Write out each record again exactly as it stands.

####################

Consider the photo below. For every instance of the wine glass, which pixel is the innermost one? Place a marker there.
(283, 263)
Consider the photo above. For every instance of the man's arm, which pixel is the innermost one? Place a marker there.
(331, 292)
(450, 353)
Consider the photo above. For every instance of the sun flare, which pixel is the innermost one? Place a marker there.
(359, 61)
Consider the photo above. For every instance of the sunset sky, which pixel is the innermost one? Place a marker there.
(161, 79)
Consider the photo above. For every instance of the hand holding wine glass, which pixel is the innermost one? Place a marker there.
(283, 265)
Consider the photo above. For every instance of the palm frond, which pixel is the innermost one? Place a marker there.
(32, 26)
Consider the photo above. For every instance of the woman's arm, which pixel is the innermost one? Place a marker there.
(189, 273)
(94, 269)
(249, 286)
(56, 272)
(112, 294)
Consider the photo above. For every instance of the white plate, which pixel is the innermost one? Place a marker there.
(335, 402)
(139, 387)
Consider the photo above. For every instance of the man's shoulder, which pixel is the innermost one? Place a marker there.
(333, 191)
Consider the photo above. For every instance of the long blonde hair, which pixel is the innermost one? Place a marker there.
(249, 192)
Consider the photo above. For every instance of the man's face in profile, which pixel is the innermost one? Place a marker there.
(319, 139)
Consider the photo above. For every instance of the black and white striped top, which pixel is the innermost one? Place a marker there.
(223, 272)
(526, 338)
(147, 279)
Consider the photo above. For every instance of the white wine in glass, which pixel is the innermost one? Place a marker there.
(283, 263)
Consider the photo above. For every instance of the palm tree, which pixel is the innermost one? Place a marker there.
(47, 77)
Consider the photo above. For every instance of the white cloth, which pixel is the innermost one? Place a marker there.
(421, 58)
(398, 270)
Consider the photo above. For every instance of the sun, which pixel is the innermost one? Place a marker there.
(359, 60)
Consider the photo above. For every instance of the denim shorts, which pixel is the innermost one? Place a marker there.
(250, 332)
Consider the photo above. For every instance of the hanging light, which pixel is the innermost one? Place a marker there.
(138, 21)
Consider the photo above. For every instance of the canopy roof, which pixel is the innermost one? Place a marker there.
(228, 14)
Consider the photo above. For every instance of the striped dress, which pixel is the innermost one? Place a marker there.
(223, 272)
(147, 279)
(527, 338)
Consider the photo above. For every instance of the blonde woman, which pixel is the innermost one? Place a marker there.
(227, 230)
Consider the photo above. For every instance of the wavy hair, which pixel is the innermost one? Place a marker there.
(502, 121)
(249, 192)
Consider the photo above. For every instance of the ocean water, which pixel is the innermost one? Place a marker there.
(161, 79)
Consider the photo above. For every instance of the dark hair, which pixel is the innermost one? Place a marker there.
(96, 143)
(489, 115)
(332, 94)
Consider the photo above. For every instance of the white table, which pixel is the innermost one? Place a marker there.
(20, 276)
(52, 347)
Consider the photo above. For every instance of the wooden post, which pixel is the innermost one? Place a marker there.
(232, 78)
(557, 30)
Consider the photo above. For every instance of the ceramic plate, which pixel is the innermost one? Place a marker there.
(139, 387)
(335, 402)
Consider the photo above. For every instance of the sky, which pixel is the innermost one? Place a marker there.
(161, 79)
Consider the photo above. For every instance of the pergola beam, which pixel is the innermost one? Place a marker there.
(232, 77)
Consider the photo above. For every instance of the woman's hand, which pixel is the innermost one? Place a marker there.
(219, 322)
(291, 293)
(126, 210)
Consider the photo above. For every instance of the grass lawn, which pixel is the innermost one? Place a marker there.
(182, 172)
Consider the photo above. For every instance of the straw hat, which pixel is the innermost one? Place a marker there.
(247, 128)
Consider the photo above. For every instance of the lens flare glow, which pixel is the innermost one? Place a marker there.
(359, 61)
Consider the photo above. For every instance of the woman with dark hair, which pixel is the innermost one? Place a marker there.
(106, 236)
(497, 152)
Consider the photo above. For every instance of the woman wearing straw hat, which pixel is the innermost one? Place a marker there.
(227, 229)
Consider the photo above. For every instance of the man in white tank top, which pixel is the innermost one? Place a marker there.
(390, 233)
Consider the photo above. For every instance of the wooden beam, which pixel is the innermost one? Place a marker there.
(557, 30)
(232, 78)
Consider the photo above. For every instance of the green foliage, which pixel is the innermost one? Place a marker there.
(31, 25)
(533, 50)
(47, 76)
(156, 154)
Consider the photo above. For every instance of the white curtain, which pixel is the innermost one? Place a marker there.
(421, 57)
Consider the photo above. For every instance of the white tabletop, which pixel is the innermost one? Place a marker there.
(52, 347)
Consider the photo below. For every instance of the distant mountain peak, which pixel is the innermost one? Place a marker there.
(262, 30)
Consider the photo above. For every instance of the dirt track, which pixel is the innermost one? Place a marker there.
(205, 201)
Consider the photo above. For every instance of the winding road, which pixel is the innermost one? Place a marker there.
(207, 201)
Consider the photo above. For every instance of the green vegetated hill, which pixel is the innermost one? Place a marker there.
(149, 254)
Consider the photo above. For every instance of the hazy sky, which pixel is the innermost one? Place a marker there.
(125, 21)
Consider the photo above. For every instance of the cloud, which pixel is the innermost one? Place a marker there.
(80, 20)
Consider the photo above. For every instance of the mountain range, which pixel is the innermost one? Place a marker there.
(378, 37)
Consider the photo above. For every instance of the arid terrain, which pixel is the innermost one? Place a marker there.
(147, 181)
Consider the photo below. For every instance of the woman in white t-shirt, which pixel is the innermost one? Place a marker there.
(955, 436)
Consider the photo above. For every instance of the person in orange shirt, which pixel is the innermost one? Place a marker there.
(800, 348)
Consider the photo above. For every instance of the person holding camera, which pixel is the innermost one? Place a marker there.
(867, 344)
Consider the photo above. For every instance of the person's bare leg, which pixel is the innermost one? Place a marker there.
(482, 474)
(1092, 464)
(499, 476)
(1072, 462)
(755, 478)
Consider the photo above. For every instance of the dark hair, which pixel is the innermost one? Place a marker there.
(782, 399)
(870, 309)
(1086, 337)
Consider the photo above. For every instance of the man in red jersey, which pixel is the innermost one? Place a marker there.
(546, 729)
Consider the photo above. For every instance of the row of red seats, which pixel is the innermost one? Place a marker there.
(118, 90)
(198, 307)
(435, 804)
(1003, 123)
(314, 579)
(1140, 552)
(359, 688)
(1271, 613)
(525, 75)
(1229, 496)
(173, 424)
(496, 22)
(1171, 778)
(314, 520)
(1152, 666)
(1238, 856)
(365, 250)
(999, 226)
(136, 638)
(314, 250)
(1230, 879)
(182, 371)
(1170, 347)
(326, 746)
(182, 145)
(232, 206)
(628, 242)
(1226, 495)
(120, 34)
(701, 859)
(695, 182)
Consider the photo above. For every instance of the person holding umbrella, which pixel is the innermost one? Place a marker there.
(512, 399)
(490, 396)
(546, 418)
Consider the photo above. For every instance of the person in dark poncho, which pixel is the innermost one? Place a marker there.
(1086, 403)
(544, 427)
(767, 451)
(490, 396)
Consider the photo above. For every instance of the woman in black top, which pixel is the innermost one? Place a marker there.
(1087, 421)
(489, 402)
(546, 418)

####################

Response to this task:
Consider the photo below. For every instance of the wine glass, which pixel is the innermost one? Place a marker there.
(283, 263)
Consider the photo above. For every instance of the man's arm, which pixel is the innermost one? Place a marker there.
(331, 292)
(450, 353)
Consider the photo above. For every instance of the sun flare, which pixel is the innermost one? Place a marker there.
(359, 61)
Consider the photo above. For every instance of the sunset sky, which pixel is the innermost one? Place a marker there.
(161, 79)
Consider the photo above. For every instance of the hand holding wine glass, which pixel is the innermost one? Place a marker there.
(283, 265)
Consider the photo above. For every instance of the palm frond, which pixel is the innermost one? Place a marker there.
(32, 26)
Consider the photo above. For every instance of the woman's arm, which pixel is the innermost one? Place a marker there.
(189, 273)
(94, 269)
(249, 286)
(56, 272)
(112, 294)
Consider the photo above. For every instance of the white plate, which pixel is the innermost one? Place a marker there.
(335, 402)
(139, 387)
Consider the photo above. For every instance of the man's shoulder, which pixel is the innermost one? Place a marker there.
(333, 191)
Consider the photo above. For every instance of the long blonde hair, which pixel is the innermost one? Place a marker there.
(249, 192)
Consider the photo above. For every instance of the man's face in profile, which pixel is the innermost one? Place a marker there.
(319, 139)
Consider the photo above. For every instance of the black and white striped top, which pixel is the innermost one? Place a marker there.
(223, 272)
(526, 338)
(147, 279)
Consider the photo above. For every instance of the white wine in glass, which pixel is the innermost one? Place a marker there.
(283, 263)
Consider the photo above. For every instance of the palm tree, which pixel is the innermost one? Place a marker there.
(47, 77)
Consider the photo above. For every instance of the white cloth, which pixel is the innermost one? Place a marker there.
(421, 58)
(398, 270)
Consider the photo above. For every instance of the sun, which pixel is the innermost one? Place a marker there.
(359, 60)
Consider the photo above. For every instance of the denim shorts, which pixel is the innermost one? Place a marker there.
(250, 332)
Consider the photo above. For every instance of the hanging light, which pixel is the innermost one? Place a marker there.
(138, 21)
Consider the photo above. For every instance of the canopy roof, which pixel is the innermost one? Place a marker there.
(228, 14)
Consider the photo above. For every instance of the striped dress, which pixel is the innermost one? Place a marker there.
(223, 272)
(147, 279)
(527, 338)
Consider the photo above. For every instance of the blonde woman, which pixel is the innermost one? Place a marker there.
(227, 230)
Consider the photo above. For every instance of the wavy hair, which pixel is the innermost one? Place a marker there.
(502, 121)
(249, 192)
Consider the photo above. For every instance of the ocean water, which pixel is the innermost one? Place a marker there.
(161, 79)
Consider the photo above. For every instance of the dark hair, which pixel is the innermost one? Place a marker there.
(96, 143)
(489, 115)
(332, 94)
Consider the photo above. For every instance of the white table, which pixel is the innermost one? Place a marker there.
(20, 276)
(52, 347)
Consider the photo above. For every instance of the wooden post, which pixel is the innermost one? Place a marker there.
(232, 78)
(557, 30)
Consider the photo above. For every instance of the ceramic plate, which pixel is the innermost one? Place a marker there.
(139, 387)
(335, 402)
Consider the photo above. For every instance of the sky, which pixel is the innermost one? Place a marker there.
(161, 79)
Consider the photo above. For every instance of the pergola beam, which pixel is the innermost one? Place a marker there.
(232, 77)
Consider the photo above. For every instance of the woman's hand, which pixel is the innermost one? Place a marker there.
(219, 322)
(291, 293)
(126, 210)
Consider the photo above. For every instance of the grass lawn, which pixel is the innermost one? Place a marker there.
(182, 172)
Consider the photo above. For every instance of the straw hat, which pixel is the innermost one? Place a marker there.
(247, 128)
Consider the photo above. For every instance of the lens flare glow, which pixel is the innermost one? Place a marker there.
(359, 61)
Consider the photo above. For every instance of the woman with dark hair, which pixel is the innermost one? Place a marker there.
(106, 236)
(497, 152)
Consider the photo above. For every instance of the woman wearing straw hat, which pixel is the innermost one? Place a marker there.
(227, 229)
Consider the photo above. For every instance of the man in white tank top, which pixel is the innermost one? Place a marker there.
(390, 233)
Consider the photo above. For every instance of the wooden beam, which pixel is the innermost one? Place a marker there.
(557, 30)
(232, 78)
Consider the photo above. For every instance of the green foliage, which pixel is the innermost one? Place a marker there.
(31, 25)
(533, 50)
(47, 76)
(156, 154)
Consider the photo above. For every instance of the white curtain, which pixel is the innermost one? Place a marker there.
(421, 57)
Consider the photo above. For every instance of the white tabletop, which pixel is the innermost one? Place a marker there.
(52, 347)
Consider the photo below. For every instance of the distant mountain peak, which pixel is the innermost one? Place a marker there.
(262, 30)
Consider the photo above. For every instance of the dirt track, which pixel is the innermost one? Place a marker there.
(205, 201)
Consider the photo above. For every instance of the winding road, which pixel is the innermost one? Place a marker there.
(207, 201)
Consider the photo above. For every instance of the green vegetated hill, which pixel is the innermost one? Place a marker there.
(149, 254)
Consider the photo above. For every instance of the hazy sky, which pixel is the innermost one? Place a marker there.
(125, 21)
Consider the photo above. For every instance of the cloud, which pixel is the innermost one? Place a marker there.
(80, 20)
Consider the photo above. For every instance of the mountain range, which pixel is the innermost one? Place a marker there.
(378, 37)
Consider the photo above. For every instance of the arid terrain, which pixel is the innermost one? Place a marker there.
(147, 181)
Consider the photo below. For every instance of the woman in white t-shirt, which pixel is the innermost one? Place a marker there.
(955, 436)
Consider the photo above. For every instance of the person in orange shirt, which pixel is the innermost one? Place a marker there.
(800, 348)
Consider the photo above. For every instance of the person holding camera, which pixel is the innermost one? Place a marker there.
(867, 344)
Consider the photo above. For every instance of the person's bare leg, which pixel is the innermost one? Place a marker there.
(482, 474)
(1092, 464)
(499, 476)
(1072, 462)
(755, 478)
Consider the photo above. For every instance of the dark hair, which pixel is the innermost one? Place a marker there.
(782, 399)
(870, 309)
(1086, 337)
Consider the photo above. For every instance of the man in red jersey, which pixel is the innermost one? Place a marker there.
(546, 729)
Consider the photo above. For every instance of the row of red seats, which pixel is the innermost one? Place a marker there.
(118, 90)
(198, 307)
(435, 804)
(1003, 123)
(314, 579)
(1140, 552)
(359, 688)
(1271, 613)
(525, 75)
(1229, 496)
(173, 424)
(496, 22)
(1171, 778)
(314, 520)
(1152, 666)
(1238, 856)
(365, 250)
(999, 226)
(136, 638)
(314, 250)
(1230, 879)
(182, 371)
(1170, 347)
(326, 746)
(182, 145)
(232, 206)
(628, 242)
(1226, 495)
(120, 34)
(701, 859)
(695, 182)
Consider the photo above. For every instance of the person holding umbrella, which pixel is the innermost one? Place a marker there.
(512, 399)
(490, 396)
(546, 418)
Consider the photo above. For every instance of the person in dark poncho, which pixel is the innermost one? Place a marker there.
(1086, 403)
(544, 427)
(767, 451)
(490, 396)
Consider the photo above. For every instance of the woman in black top, which pixel is the innermost one? Place a marker there.
(1087, 421)
(489, 402)
(546, 418)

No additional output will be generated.